**What is expected**
Output the data below exactly, down to the last character.

*** Opening of Source material ***

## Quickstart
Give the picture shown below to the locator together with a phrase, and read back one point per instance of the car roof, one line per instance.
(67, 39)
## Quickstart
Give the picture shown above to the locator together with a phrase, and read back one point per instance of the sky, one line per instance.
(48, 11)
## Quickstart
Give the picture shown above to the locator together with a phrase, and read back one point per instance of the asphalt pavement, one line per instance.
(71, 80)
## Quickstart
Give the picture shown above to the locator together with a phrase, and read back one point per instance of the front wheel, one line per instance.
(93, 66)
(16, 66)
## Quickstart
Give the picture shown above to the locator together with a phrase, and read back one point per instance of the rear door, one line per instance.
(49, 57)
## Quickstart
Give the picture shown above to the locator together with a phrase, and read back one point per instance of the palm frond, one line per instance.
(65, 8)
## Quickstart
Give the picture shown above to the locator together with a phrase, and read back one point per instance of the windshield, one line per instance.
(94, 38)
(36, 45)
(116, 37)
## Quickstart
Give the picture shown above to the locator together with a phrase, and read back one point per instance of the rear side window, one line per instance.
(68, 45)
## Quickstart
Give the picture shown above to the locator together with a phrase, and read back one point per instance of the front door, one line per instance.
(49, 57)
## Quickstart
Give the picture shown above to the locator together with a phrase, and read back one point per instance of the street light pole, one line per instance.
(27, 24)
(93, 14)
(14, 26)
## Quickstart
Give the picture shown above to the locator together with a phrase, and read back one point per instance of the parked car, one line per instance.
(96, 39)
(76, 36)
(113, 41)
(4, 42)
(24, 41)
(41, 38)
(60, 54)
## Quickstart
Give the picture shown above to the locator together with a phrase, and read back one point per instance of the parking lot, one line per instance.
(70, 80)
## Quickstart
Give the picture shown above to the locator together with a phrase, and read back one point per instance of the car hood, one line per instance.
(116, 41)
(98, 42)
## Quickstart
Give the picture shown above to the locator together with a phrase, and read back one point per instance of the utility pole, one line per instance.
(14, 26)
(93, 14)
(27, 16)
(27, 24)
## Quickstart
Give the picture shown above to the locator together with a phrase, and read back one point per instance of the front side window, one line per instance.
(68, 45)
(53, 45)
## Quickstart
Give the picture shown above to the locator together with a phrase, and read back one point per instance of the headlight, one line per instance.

*** Close of Source material ***

**Exercise response**
## Quickstart
Give the picture shown below to the locator together with a phrase, and read back one point per instance of the car roof, one line per instance.
(67, 39)
## Quickstart
Give the picture shown above to the locator together with a phrase, and read back one point per instance of the sky, one line per instance.
(48, 11)
## Quickstart
Give the picture shown above to the locator together with a phrase, and read back one point per instance of the asphalt pavement, one line per instance.
(71, 80)
## Quickstart
Give the picture shown above to the locator together with a phrase, and read back one point per instance of the front wheel, one line per instance.
(93, 66)
(16, 66)
## Quickstart
Give the picture shown above to the locator together with a phrase, and read back one point per instance of the rear door, one line per instance.
(49, 57)
## Quickstart
Give the picture shown above to the locator together with a phrase, and read back one point per instance of the palm frond, one line per instance.
(65, 8)
## Quickstart
Give the picture shown above to the locator together with a phrase, and read back one point per instance of the windshield, one line per instance.
(94, 38)
(36, 45)
(116, 37)
## Quickstart
Give the picture shown above to the locator together with a phrase, and read back one point per instance of the rear side window, one line per instance.
(68, 45)
## Quickstart
Give the picture shown above to the locator together with a phrase, and read back one point per instance of the front door, one line per instance.
(49, 57)
## Quickstart
Give the picture shown above to the locator together with a phrase, and read back one point per instance of the street light pole, one line per instance.
(27, 24)
(93, 14)
(14, 26)
## Quickstart
Give the picture shown above to the locator together with a phrase, and read back one point per instance of the parked car, one line per instance.
(96, 39)
(76, 36)
(113, 41)
(4, 42)
(24, 41)
(41, 38)
(60, 54)
## Quickstart
Give the picture shown above to the locator together with a phrase, and read back one point per instance of the parking lot, one line per instance.
(70, 80)
## Quickstart
Give the picture shown above to the locator together with a phrase, and read back one point per instance of the car hood, one line per instance.
(116, 41)
(98, 42)
## Quickstart
Give the picture shown above to the locator together with a phrase, and read back one point per instance of the utility pole, one line per instance.
(14, 26)
(93, 14)
(27, 16)
(27, 24)
## Quickstart
Give the picture shown above to the locator together with a phrase, and read back one point per instance of the front side window, one line per instance.
(68, 45)
(53, 45)
## Quickstart
Give the picture shown above to the locator together with a phrase, and read back one point per instance of the headlight, one line per instance.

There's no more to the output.